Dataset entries
────────────────

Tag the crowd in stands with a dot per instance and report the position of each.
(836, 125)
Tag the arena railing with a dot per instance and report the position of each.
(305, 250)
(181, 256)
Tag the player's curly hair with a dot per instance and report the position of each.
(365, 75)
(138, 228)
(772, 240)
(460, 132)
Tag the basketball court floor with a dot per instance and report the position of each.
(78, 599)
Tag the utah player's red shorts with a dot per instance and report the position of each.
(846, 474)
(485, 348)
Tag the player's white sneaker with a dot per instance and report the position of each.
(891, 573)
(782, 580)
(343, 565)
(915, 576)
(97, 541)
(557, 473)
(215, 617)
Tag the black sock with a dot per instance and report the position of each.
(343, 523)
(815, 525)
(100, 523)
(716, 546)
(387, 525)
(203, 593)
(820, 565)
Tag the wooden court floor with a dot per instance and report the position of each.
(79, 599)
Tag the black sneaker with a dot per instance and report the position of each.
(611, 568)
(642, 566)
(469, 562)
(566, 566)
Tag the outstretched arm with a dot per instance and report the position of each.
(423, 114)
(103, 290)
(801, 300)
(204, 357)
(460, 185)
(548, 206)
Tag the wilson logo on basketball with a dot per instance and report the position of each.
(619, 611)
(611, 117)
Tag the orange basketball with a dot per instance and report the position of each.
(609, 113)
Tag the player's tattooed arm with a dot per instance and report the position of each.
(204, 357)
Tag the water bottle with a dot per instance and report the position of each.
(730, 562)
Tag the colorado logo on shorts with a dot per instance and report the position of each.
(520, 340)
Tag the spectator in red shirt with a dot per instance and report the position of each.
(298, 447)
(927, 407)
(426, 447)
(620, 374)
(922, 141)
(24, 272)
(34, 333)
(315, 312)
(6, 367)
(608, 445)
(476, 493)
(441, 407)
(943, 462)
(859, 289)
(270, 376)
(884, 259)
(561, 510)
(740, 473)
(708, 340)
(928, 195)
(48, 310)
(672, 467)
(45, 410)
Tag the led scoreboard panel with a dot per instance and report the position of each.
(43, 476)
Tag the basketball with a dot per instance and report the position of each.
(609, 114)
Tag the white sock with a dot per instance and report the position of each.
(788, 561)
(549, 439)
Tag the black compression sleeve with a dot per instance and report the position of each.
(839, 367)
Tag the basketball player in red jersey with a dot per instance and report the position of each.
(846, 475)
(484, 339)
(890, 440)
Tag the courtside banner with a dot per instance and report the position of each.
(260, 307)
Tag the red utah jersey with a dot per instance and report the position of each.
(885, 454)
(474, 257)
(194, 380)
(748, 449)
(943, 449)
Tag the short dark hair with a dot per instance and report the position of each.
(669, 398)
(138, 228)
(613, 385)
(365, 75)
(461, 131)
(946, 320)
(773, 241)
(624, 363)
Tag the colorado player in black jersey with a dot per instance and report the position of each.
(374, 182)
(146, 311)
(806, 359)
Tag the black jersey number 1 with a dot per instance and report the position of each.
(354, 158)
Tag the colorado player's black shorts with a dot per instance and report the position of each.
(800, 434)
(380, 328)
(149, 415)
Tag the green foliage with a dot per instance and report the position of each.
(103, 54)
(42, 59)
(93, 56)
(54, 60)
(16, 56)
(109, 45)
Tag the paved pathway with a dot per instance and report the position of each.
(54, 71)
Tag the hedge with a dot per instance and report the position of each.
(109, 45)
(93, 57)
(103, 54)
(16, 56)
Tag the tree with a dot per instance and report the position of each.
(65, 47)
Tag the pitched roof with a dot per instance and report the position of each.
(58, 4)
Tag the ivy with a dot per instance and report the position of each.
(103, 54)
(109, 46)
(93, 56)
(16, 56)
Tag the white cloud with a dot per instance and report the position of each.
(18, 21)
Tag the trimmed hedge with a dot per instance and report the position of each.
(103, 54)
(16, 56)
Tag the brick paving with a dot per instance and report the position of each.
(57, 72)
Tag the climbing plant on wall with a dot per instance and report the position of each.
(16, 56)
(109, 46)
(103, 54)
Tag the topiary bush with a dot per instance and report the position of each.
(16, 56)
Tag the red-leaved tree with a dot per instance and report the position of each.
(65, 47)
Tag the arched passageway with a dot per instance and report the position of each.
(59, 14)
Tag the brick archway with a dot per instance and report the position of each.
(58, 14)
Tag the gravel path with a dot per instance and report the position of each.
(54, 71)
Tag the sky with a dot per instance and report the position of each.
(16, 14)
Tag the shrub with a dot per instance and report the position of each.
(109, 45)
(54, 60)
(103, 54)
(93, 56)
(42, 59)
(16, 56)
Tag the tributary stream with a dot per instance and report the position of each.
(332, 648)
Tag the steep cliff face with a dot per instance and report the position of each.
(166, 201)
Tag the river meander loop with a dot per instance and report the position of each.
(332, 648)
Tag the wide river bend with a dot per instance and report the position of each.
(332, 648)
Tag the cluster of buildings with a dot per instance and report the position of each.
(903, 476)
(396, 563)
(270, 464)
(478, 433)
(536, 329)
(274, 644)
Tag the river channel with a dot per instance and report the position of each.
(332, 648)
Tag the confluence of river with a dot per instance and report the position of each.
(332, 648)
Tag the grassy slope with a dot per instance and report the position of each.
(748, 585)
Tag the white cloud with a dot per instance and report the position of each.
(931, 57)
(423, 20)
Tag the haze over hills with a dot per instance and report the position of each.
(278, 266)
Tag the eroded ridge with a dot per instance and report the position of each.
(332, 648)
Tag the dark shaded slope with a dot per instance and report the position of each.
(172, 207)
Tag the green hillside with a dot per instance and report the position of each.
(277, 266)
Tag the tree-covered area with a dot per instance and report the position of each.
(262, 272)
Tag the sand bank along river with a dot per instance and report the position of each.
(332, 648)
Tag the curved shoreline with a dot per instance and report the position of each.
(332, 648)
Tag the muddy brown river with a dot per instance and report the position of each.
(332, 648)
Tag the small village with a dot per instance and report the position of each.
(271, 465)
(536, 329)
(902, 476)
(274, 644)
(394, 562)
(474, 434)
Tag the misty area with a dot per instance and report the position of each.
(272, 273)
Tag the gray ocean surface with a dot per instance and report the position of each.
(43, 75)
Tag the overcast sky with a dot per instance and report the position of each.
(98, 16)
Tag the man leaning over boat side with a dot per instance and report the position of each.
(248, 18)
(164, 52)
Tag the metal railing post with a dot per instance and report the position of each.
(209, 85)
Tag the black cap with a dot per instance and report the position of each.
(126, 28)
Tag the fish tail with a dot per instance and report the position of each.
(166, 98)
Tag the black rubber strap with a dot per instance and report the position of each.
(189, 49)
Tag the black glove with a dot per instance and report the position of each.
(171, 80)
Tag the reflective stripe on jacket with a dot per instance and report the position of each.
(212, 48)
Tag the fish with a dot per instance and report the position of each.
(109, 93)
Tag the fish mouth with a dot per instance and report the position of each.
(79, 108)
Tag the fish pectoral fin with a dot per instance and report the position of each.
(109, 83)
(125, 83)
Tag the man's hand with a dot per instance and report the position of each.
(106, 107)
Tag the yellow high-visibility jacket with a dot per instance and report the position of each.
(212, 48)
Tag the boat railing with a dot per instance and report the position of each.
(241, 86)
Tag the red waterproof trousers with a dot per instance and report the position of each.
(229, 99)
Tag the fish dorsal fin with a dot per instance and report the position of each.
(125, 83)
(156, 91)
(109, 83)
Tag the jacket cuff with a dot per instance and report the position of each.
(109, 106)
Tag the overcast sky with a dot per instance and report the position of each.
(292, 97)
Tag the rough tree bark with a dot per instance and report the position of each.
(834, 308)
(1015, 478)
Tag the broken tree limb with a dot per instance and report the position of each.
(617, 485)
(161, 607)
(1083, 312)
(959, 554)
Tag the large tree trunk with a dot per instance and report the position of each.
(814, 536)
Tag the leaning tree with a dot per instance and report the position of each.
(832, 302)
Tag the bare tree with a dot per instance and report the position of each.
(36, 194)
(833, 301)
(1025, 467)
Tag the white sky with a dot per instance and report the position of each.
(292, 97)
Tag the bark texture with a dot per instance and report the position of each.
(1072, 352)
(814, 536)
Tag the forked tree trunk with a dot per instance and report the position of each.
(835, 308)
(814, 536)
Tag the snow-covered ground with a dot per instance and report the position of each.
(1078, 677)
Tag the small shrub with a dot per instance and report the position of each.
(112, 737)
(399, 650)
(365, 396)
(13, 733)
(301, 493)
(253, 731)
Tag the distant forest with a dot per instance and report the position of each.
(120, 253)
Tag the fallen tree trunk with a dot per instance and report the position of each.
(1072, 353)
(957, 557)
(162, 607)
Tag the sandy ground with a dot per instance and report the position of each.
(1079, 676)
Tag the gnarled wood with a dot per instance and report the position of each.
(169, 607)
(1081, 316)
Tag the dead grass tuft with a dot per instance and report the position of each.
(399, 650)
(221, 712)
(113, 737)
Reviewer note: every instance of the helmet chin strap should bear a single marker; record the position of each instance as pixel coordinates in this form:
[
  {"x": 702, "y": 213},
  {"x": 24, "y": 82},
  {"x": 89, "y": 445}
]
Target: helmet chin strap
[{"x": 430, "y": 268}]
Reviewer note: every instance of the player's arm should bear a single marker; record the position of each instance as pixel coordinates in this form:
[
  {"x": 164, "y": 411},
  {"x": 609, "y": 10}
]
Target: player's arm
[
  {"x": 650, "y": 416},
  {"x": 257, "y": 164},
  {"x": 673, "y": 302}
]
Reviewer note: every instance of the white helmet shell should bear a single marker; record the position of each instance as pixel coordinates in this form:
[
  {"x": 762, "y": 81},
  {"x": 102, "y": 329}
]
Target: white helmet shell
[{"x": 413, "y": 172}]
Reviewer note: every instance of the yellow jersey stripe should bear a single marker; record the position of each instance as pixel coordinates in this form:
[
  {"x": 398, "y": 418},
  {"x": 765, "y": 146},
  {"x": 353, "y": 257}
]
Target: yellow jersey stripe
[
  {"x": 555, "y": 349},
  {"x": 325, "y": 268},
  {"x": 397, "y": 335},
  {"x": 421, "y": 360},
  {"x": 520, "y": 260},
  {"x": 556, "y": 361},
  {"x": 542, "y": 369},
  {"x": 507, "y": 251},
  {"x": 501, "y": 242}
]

────────────────

→ WORK INSTRUCTION
What lines in the data hold the word "marker"? Return them.

→ EXPECTED OUTPUT
Reviewer note: every instance of the helmet chin strap should bear a single marker; record the position of each instance as pixel coordinates in this form:
Reviewer note: every instance of the player's arm should bear a single marker; record the position of each instance as pixel coordinates in this form:
Reviewer note: every instance of the white helmet shell should bear a single marker; record the position of each instance as pixel coordinates in this form:
Reviewer note: every instance of the yellow jersey stripe should bear a single marker; record the position of each instance as pixel coordinates in this form:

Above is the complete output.